* _TASK DETAILS_: Set every record down again exactly. Do not carry over the pictures.

****

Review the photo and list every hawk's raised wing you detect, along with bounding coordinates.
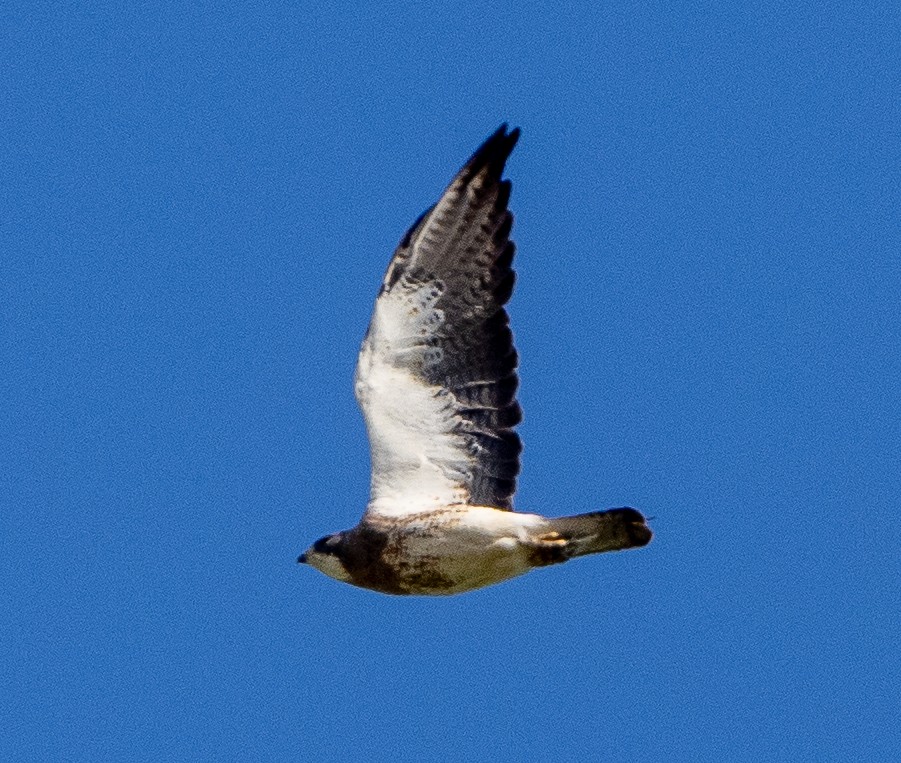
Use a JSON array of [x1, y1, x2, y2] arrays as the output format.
[[354, 126, 521, 518]]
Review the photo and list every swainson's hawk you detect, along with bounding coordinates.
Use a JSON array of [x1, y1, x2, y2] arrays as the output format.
[[299, 126, 651, 595]]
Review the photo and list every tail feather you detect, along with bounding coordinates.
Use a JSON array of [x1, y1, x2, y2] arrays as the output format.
[[549, 507, 652, 558]]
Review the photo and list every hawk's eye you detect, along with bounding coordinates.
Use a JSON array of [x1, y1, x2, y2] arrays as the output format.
[[313, 535, 341, 554]]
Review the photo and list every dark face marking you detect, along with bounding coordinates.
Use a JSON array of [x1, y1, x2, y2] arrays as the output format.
[[298, 533, 343, 564], [313, 534, 343, 555]]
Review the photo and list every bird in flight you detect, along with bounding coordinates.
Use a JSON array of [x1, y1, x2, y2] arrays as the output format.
[[299, 125, 651, 595]]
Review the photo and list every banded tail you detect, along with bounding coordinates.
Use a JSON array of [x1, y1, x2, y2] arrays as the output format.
[[547, 508, 652, 559]]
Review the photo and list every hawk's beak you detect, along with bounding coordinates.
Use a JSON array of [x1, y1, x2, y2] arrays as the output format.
[[297, 554, 307, 564]]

****

* _ANSWER SPACE_:
Review the photo and list every hawk's raised wing you detect, along with bounding coordinates.
Use a JSON array of [x1, y1, x2, y2] arrays as the output format.
[[354, 126, 521, 518]]
Review the photo and list every swainson's hawk you detect, along with bounding coordinates.
Use a JSON array of [x1, y1, x2, y2] arrays as the output format.
[[299, 126, 651, 595]]
Review the photo and list every tail feather you detect, along with bounding coordinates.
Use a JSON array of [x1, y1, x2, y2] arrays as the output format.
[[549, 507, 652, 558]]
Review the photo and list every hawk's eye you detect, along with bounding coordinates.
Use a JSON array of [x1, y1, x2, y2] arrays as the output format.
[[313, 535, 341, 554]]
Review the photo and list every dark face marking you detect, along with bounding coordinates.
Use a JSON array of [x1, y1, x2, y2] arrays as the output format.
[[298, 533, 343, 564], [313, 534, 343, 555]]
Review the photo and list every bird in flight you detect, along with bounding coordinates.
Use a JSON array of [x1, y1, x2, y2] arrays as the output format.
[[299, 125, 651, 595]]
Review the photo and list every banded tail you detect, along with bounding coordinates.
Use a JSON array of [x1, y1, x2, y2] arrays as the output format.
[[547, 508, 652, 559]]
Review the photo and list every hawk's beak you detect, along with bounding coordinates.
Use a JSON array of [x1, y1, x2, y2] arrays as the output format.
[[297, 554, 307, 564]]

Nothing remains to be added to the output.